#### DATA:
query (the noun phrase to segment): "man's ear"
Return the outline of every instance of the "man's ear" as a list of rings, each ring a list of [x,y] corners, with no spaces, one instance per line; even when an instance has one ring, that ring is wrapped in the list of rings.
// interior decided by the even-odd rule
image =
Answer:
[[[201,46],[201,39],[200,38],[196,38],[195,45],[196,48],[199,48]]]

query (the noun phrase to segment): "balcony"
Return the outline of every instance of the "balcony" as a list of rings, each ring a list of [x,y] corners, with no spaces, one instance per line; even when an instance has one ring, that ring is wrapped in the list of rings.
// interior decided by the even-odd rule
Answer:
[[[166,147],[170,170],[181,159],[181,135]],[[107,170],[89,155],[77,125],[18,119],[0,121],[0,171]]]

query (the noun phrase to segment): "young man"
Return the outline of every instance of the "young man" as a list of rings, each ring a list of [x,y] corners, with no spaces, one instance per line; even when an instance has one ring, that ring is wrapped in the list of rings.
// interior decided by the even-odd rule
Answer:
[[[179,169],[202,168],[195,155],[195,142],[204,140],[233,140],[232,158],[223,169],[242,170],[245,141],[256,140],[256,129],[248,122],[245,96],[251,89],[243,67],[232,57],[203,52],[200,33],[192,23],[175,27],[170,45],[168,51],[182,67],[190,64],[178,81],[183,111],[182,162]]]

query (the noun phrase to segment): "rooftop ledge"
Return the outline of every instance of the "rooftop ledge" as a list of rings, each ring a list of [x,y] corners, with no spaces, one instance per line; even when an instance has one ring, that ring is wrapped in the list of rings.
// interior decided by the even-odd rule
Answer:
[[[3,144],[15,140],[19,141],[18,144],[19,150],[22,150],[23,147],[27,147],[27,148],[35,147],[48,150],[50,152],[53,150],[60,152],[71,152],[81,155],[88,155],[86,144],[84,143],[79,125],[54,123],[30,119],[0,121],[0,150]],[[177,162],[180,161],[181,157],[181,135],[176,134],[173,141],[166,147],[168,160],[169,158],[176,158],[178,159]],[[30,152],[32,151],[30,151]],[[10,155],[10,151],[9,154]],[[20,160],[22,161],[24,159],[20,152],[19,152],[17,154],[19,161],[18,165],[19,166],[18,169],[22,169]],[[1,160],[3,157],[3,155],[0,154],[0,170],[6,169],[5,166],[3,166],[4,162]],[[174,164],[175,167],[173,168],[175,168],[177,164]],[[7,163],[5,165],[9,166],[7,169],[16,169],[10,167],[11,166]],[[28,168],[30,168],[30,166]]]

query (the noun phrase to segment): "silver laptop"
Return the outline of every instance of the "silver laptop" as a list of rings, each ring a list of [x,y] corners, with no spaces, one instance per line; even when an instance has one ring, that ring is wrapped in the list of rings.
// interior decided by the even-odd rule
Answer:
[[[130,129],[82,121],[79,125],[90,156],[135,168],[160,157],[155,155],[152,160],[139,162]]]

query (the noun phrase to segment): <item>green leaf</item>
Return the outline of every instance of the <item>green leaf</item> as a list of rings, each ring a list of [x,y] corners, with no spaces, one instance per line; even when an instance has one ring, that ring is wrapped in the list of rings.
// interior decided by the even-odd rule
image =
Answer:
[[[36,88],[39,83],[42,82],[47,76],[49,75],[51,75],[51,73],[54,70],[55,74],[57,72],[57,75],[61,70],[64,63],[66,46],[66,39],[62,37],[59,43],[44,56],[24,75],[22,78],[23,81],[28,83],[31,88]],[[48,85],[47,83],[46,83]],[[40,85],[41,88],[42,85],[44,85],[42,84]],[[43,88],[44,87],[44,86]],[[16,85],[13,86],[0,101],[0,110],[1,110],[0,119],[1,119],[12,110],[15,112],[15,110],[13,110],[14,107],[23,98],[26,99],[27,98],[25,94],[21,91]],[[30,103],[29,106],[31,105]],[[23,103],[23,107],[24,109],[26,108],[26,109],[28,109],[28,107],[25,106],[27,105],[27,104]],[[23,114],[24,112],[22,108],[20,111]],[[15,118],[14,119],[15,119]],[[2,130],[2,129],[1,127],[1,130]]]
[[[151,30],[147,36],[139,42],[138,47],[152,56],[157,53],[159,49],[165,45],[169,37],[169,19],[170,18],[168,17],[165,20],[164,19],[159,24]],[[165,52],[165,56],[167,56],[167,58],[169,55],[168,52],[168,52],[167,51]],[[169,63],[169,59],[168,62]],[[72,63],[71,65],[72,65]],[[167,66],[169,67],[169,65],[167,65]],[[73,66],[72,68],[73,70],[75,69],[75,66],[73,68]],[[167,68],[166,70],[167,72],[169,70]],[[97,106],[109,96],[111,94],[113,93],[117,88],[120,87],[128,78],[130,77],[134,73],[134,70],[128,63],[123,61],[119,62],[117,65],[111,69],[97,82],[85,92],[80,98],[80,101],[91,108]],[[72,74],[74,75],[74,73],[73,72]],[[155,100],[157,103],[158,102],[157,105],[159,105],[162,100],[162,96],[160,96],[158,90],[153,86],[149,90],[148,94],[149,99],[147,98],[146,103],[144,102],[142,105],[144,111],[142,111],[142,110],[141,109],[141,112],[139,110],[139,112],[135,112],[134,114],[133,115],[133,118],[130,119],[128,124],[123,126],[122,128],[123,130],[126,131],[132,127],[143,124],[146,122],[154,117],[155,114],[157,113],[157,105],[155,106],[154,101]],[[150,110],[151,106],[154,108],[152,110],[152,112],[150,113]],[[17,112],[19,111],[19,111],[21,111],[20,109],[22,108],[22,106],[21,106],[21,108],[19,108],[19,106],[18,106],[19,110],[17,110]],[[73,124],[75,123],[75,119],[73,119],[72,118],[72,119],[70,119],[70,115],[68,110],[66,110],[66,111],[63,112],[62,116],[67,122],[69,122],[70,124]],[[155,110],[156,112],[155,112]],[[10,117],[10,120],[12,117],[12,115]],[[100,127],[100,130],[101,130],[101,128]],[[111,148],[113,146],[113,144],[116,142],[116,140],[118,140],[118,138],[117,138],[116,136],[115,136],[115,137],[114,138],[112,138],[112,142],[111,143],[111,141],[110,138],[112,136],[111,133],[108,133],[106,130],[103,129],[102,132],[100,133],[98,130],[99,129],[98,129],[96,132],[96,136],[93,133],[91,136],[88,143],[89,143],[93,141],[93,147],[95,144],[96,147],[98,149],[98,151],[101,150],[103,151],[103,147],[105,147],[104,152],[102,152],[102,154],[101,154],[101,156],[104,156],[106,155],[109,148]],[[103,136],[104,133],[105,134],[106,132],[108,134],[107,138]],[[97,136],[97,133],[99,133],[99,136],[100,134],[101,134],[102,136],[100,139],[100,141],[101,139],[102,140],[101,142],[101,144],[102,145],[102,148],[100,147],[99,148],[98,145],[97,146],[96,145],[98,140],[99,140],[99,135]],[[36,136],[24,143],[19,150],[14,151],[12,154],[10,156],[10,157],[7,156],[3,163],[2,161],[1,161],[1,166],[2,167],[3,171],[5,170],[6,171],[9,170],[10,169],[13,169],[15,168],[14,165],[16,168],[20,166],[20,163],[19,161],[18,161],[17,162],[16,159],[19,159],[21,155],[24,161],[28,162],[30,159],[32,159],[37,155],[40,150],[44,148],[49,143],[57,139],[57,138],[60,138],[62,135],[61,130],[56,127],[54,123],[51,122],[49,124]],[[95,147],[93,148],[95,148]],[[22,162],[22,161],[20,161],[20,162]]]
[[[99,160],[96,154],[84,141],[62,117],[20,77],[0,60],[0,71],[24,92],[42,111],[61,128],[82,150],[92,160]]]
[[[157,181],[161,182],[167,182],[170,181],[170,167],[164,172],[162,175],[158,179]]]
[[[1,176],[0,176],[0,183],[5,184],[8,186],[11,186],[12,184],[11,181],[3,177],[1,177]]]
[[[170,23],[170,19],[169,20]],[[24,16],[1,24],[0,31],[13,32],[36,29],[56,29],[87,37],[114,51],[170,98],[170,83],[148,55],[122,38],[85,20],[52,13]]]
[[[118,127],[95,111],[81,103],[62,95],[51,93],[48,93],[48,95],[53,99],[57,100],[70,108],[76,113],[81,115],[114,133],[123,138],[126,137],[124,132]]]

#### WHAT IS BEING ASKED:
State the number of lines in the rows above that contain the string "young", giving only the number.

#### FINAL RESULT:
2